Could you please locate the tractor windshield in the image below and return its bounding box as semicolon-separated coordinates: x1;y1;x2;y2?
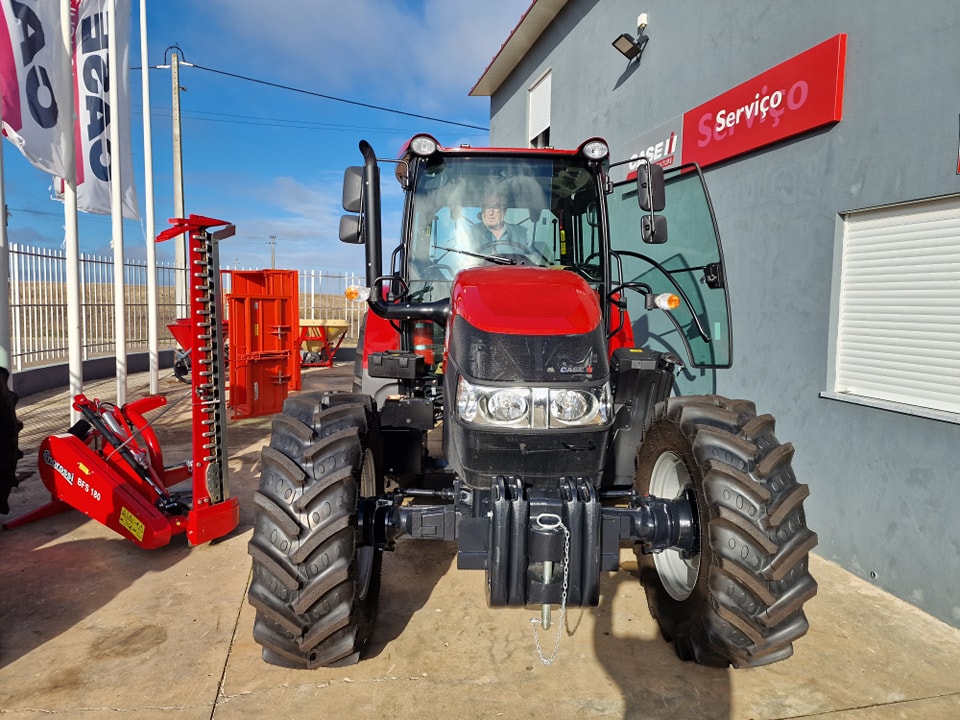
404;155;600;302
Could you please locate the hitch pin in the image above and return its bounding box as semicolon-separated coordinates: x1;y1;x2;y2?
535;513;562;630
540;560;553;630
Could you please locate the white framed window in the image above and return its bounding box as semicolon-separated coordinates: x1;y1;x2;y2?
823;195;960;423
527;70;552;147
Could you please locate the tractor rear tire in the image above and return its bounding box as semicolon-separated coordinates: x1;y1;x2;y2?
636;396;817;667
248;394;383;668
0;367;23;515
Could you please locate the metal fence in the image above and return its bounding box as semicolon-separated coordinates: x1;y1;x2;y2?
10;244;366;372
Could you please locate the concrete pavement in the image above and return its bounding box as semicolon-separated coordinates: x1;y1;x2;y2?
0;365;960;720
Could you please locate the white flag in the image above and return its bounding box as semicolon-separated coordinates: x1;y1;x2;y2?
66;0;140;220
0;0;73;177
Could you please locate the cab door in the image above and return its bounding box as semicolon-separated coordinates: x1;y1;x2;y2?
609;164;733;369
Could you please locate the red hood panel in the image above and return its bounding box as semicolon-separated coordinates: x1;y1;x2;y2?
451;267;600;335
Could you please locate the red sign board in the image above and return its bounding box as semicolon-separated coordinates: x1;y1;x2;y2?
683;34;847;167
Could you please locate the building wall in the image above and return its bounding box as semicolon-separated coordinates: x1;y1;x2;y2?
491;0;960;627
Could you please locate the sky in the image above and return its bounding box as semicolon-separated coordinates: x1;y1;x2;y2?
3;0;531;274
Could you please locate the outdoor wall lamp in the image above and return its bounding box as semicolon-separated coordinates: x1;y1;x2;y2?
613;13;650;60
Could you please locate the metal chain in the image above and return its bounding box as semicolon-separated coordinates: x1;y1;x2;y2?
530;513;570;665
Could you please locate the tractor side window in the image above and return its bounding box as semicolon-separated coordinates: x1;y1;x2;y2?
609;166;732;368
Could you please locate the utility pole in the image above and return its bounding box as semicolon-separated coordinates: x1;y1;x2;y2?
170;52;190;309
157;45;193;313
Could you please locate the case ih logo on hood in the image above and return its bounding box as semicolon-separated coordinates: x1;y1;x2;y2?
43;450;74;485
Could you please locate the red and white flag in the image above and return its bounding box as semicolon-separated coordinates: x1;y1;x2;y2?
63;0;140;220
0;0;73;176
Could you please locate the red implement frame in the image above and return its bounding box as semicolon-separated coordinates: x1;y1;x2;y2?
16;215;240;548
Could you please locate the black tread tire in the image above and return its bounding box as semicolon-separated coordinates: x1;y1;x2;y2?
0;367;23;515
635;396;817;667
248;393;383;668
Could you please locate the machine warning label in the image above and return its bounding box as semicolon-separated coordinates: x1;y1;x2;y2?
120;508;144;542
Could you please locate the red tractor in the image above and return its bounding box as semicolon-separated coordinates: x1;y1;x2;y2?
249;135;817;667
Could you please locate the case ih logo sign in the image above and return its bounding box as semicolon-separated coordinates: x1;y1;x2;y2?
631;34;847;173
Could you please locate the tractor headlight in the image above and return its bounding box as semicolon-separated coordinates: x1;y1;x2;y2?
410;135;437;157
456;377;612;429
486;388;530;423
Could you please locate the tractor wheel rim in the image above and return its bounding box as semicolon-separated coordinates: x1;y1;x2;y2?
650;452;700;602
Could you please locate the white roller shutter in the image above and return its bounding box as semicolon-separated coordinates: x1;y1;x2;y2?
834;196;960;413
527;72;551;140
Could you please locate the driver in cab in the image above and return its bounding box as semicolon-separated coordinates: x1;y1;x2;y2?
473;185;552;266
474;188;527;252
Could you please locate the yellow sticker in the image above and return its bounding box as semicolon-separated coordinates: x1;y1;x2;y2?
120;508;145;542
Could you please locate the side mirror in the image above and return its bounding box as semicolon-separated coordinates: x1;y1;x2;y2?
637;161;667;212
640;213;667;245
341;166;363;214
340;215;363;245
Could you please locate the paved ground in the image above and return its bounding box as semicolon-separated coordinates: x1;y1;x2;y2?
0;367;960;720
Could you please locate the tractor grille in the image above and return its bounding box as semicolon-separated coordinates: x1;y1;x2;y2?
450;317;609;383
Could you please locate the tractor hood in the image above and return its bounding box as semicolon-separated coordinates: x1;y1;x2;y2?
447;267;609;384
451;267;601;335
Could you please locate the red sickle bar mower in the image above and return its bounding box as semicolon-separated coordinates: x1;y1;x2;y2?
23;215;240;549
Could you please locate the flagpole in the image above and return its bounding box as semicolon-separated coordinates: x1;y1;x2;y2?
0;88;13;376
60;0;83;425
107;0;127;405
140;0;160;395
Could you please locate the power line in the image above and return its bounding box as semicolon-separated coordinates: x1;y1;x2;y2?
139;63;490;132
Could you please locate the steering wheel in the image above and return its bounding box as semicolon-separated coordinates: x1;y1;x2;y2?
477;238;533;255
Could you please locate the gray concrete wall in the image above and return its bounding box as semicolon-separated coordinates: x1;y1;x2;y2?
491;0;960;627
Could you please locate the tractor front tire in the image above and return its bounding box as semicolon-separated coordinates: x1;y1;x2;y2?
636;396;817;667
248;394;383;668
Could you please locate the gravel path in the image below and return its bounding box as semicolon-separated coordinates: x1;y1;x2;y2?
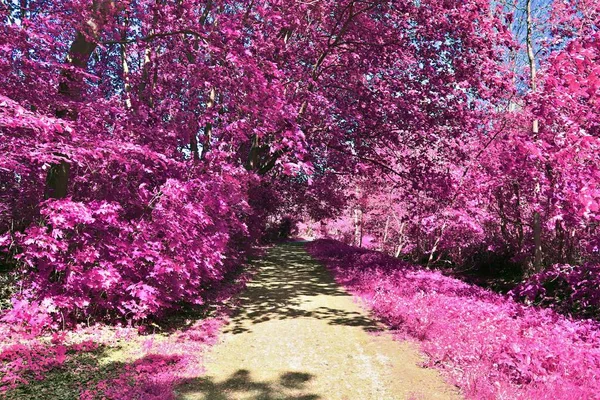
178;243;460;400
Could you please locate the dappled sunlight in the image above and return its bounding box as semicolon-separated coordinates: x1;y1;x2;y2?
178;369;321;400
193;243;458;400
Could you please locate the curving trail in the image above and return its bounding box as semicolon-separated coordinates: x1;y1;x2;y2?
178;243;460;400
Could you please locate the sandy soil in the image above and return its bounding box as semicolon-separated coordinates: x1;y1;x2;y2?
178;244;460;400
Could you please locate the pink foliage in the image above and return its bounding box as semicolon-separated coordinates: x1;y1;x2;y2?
308;240;600;399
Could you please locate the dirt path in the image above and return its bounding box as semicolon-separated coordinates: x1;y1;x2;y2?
178;244;460;400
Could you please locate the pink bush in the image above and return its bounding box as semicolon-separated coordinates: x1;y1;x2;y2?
308;240;600;399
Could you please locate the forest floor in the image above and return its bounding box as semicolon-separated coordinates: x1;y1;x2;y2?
177;243;460;400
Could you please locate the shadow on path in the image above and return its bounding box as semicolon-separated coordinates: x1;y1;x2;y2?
224;242;380;334
178;369;321;400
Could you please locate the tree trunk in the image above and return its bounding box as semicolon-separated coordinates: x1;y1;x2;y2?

(Aim of the task)
Return every line of the data above exactly as it appears, but leave out the pictures.

(Exercise response)
Could you please locate the tractor windshield in the image below and return its bounding box as semicolon-separated coordinates: x1;y1;x2;y2?
404;155;600;302
Could you please locate the hitch pin in the image above and return its bounding box as semicolon-separated coordinates: x1;y1;x2;y2?
535;513;562;630
540;560;553;630
Could you please locate the white framed window in the image above and return its bounding box as semicolon-separated coordinates: x1;y1;x2;y2?
823;195;960;423
527;70;552;147
Could you please locate the tractor rear tire in the image above and return its bounding box as semicolon-separated coordinates: x1;y1;x2;y2?
636;396;817;667
248;394;383;668
0;367;23;515
Could you please locate the metal fence in the image above and return its bounding box as semicolon-separated coordinates: x1;y1;x2;y2?
10;244;366;372
Could you please locate the concrete pavement in the image above and return its bounding box as semicolon-separated coordinates: x1;y1;x2;y2?
0;365;960;720
Could you please locate the white flag in the image above and return its bounding box as semicolon-separated coordinates: x1;y1;x2;y2?
66;0;140;220
0;0;73;177
Could you please locate the cab door in the image above and return its bounding box as semicolon-separated coordinates: x1;y1;x2;y2?
609;164;733;369
Could you please locate the red hood panel in the image above and return its bounding box as semicolon-separated coordinates: x1;y1;x2;y2?
451;267;600;335
Could you please locate the red sign board in the image above and return its bounding box as semicolon-separated coordinates: x1;y1;x2;y2?
683;34;847;167
Could you please locate the building wall in the image above and return its bounding box as semicolon-separated coordinates: x1;y1;x2;y2?
491;0;960;627
Could you please locate the sky in the image above and return its bounding box as semicolon-separated coordinates: x1;y1;x2;y2?
3;0;531;274
Could you please locate the outdoor wall lamp in the image above and return its bounding box as semicolon-separated coordinates: x1;y1;x2;y2?
613;13;650;60
Could you please locate the metal chain in the image above and return its bounding box as semicolon-separated coordinates: x1;y1;x2;y2?
530;513;570;665
Could you please locate the tractor side window in the image above and return its bounding box as semicolon-separated coordinates: x1;y1;x2;y2?
609;166;732;368
Could you please locate the utility pole in the image above and return its bounding box as semicolon-separated coordinates: x1;y1;x2;y2?
170;52;190;309
157;45;193;313
Could you please locate the case ih logo on hood in the image above and return its bounding box as semicolon-separated coordinates: x1;y1;x2;y2?
43;450;74;485
Could you please locate the red and white flag in the image above and return its bounding box as semicolon-separated coordinates: x1;y1;x2;y2?
63;0;140;220
0;0;73;176
Could you please locate the red implement frame in the image above and return its bounding box as semicolon-separated coordinates: x1;y1;x2;y2?
16;215;240;548
Could you please locate the black tread tire in the image above and return its bounding box as semicolon-separated coordinates: x1;y1;x2;y2?
0;367;23;515
635;396;817;667
248;393;383;668
Could you please locate the machine warning label in the image above and return its bounding box as semicolon-separated coordinates: x1;y1;x2;y2?
120;508;144;542
Could you please locate the red tractor in the image above and return its bounding box as semicolon-separated coordinates: x1;y1;x2;y2?
249;135;817;667
Could you please locate the case ih logo sign in the image above and return its bounding box as semicolon-separated coordinates: x1;y1;x2;y2?
631;34;847;173
Could you please locate the tractor headlight in the image above and return its bounding box as semicolon-separated coordinates: x1;y1;x2;y2?
410;135;437;157
456;377;612;429
486;388;530;423
Could you please locate the tractor wheel rim in the image above and return its bounding box as semicolon-separated coordinates: x1;y1;x2;y2?
650;452;700;602
Could you please locate the white roller shutter in the image above and return its bounding box as semicolon-separated coordinates: x1;y1;x2;y2?
834;196;960;413
527;72;551;140
Could you please locate the driver in cab in the image above and return its bounding box as semicolon-separated coordinates: x1;y1;x2;y2?
473;185;552;266
474;188;527;252
Could you please locate the yellow sticker in the image above and return its bounding box as semicolon-separated coordinates: x1;y1;x2;y2?
120;508;145;542
Could you please locate the side mirror in the image above and return its bounding box as semicolon-separated coordinates: x1;y1;x2;y2?
637;161;667;212
640;213;667;245
341;166;363;214
340;215;363;245
Could you please locate the paved ground in the image above and return its bounding box as semicolon-separated coordinates: x1;y1;x2;y2?
0;367;960;720
Could you please locate the tractor grille in the image above and return its bounding box as semicolon-separated coordinates: x1;y1;x2;y2?
450;317;609;383
Could you please locate the tractor hood in the image above and return its bounding box as semicolon-separated coordinates: x1;y1;x2;y2?
447;267;609;384
451;267;601;335
Could you please locate the red sickle bar mower in the image above and return its bounding box as semicolon-separated coordinates: x1;y1;x2;y2?
23;215;240;549
Could you please locate the flagpole in the image above and return its bounding box as semicolon-separated coordinates: x1;y1;x2;y2?
0;88;13;376
60;0;83;425
107;0;127;405
140;0;160;395
Could you please locate the power line in the image above and return its bounding box as semicolon-separated coordinates: x1;y1;x2;y2?
139;63;490;132
Could you please locate the steering wheel in the image above and return its bounding box as semicolon-separated coordinates: x1;y1;x2;y2?
477;238;533;255
Could you please locate the gray concrete wall in the image above and return its bounding box as semicolon-separated coordinates: x1;y1;x2;y2?
491;0;960;627
Could you please locate the tractor front tire in the image above and return its bounding box as semicolon-separated coordinates: x1;y1;x2;y2?
636;396;817;667
248;394;383;668
Could you please locate the gravel path in the image below and return its bounding box as semicolon-separated coordinates: x1;y1;x2;y2?
178;243;460;400
Could you please locate the dappled sunlight in the image above and return its bounding box as semicolon-separated coordinates: x1;y1;x2;y2?
178;369;321;400
193;243;458;400
Could you please locate the curving trail in the image above and return its bounding box as semicolon-separated coordinates: x1;y1;x2;y2?
178;243;460;400
Could you please locate the sandy soil in the image above and return its bounding box as semicolon-separated coordinates: x1;y1;x2;y2?
178;244;460;400
Could you please locate the pink foliage in the image above and return its bounding box as semicolon-separated coordinates: x1;y1;x2;y2?
308;240;600;399
Could you please locate the dirt path in the image above and return its bounding box as semicolon-separated coordinates: x1;y1;x2;y2?
178;244;460;400
Could you please locate the pink bush in the image above and return its bounding box as semicolon-separated coordinates: x1;y1;x2;y2?
308;240;600;399
Could you please locate the forest floor in the image above and return its bounding box as semicolon-separated coordinates: x1;y1;x2;y2?
177;243;460;400
Could you please locate the shadow on path in the image above and return its bounding box as semicolon-separated coordinates: x1;y1;x2;y2?
224;242;380;334
178;369;321;400
Could you please locate the tree trunk in the image above and return its bounding box as semicolon-separated coordinates: x1;y1;x2;y2?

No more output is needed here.